Page excerpt:
A shorter version of this column has been published by Axios.
There is a lot to be very worried about when it comes to vaccine hesitancy, but there are also reasons to be optimistic. The shares of hesitant groups that appear totally dug in are relatively modest for a new vaccine people have not seen administered safely in their communities, and many of the reasons people are reluctant to get vaccinated are remediable if they get more information from sources they trust.
Four groups jump out from our new KFF COVID-19 Vaccine Monitor project as vaccine hesitant: Republicans and rural Americans – the Trump base, parroting the president’s COVID denialism; Black adults, and essential workers. In every case more members of each group says they will get the vaccine than say they will not. The shares who are currently hesitant range from 42% for Republicans to 33% for essential workers.
Those are still big numbers, but it appears they can be reduced with more information. For example, 71% of Black adults who are now hesitant say it’s because they are worried about side effects. Once they learn they are mild and confirm that as people are vaccinated they may worry less. The same is true for the 50% of vaccine-hesitant Black adults who worry that they will actually get COVID from the vaccine, another top concern.

Raw data:
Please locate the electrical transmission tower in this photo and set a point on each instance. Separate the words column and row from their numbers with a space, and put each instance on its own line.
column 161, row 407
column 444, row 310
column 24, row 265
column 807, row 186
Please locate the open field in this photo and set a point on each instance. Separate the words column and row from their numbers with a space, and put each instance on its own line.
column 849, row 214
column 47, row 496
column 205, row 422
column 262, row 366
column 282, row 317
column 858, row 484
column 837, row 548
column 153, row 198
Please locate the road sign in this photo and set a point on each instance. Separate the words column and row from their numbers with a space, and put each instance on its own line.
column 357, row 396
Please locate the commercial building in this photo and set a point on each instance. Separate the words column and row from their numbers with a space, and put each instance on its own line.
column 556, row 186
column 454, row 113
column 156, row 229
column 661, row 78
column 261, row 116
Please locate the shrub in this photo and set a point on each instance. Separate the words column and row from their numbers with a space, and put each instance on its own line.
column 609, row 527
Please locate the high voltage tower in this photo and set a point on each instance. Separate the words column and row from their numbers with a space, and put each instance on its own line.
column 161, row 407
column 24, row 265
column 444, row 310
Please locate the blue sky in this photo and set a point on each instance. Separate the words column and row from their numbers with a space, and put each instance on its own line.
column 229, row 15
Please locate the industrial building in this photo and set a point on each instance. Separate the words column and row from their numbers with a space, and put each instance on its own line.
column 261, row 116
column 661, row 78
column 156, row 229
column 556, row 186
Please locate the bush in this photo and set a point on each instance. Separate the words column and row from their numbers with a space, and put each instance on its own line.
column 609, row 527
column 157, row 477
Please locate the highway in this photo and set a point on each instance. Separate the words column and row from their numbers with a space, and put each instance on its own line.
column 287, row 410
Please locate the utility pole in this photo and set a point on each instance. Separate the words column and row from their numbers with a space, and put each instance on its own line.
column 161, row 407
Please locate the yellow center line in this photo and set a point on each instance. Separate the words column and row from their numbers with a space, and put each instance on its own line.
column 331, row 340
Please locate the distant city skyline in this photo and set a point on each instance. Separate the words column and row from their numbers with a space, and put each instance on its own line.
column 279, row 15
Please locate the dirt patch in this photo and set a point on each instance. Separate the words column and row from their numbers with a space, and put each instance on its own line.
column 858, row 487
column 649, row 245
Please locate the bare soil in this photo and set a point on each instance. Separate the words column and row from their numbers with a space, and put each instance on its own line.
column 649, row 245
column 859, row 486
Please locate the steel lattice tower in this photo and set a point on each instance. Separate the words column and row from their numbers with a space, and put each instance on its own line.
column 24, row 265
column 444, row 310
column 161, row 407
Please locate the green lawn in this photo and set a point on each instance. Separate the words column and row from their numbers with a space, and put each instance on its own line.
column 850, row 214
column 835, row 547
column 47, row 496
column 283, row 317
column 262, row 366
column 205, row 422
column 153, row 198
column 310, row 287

What you will do:
A. List the groups that the vaccine hesitancy column names as vaccine hesitant.
B. In the vaccine hesitancy column, what share of vaccine-hesitant Black adults worry that they will get COVID from the vaccine itself?
C. Pick up the vaccine hesitancy column right after its final sentence and carry it forward.

Answers in order:
A. Republicans, rural Americans, Black adults, essential workers

B. 50%

C.
25% of Republicans currently say they will “definitely not” get the vaccine. But that leaves three quarters of Republicans who may get the vaccine under various circumstances: 28% of Republicans say they will get it “as soon as possible”; 33% want to “wait and see”; and 10% say they will get it “only if its required”.
Among essential workers – a group that is a particularly important target of vaccination efforts because of their high risk of exposure to the virus – 28% say they will get the vaccine as soon as they can and 36% want to “wait and see”; another 14% say they’ll only get it if required for work or other activities, and 18% say they “definitely will not” get vaccinated. Hesitant essential workers have a variety of worries: Half (51%) are worried about side effects, and a similar percentage don’t trust the government to make sure the vaccine is safe and effective (50%).
There could be setbacks if there are adverse events that receive wide press coverage that spook already apprehensive groups and these will have to be managed well by public health leaders. States will also need to allocate vaccine supply equitably to inner city and rural areas and assure distribution in those areas that is accessible for traditionally underserved populations. Distrust of government and institutions in communities of color will remain a real barrier.
It will take effective messaging and information efforts utilizing credible messengers and digital communications techniques to reach these different groups, targeting their different worries about the vaccine. No one message or single messenger is likely to be effective. If those efforts are funded and implemented it does appear that real progress can be made to reduce hesitancy among the most resistant groups.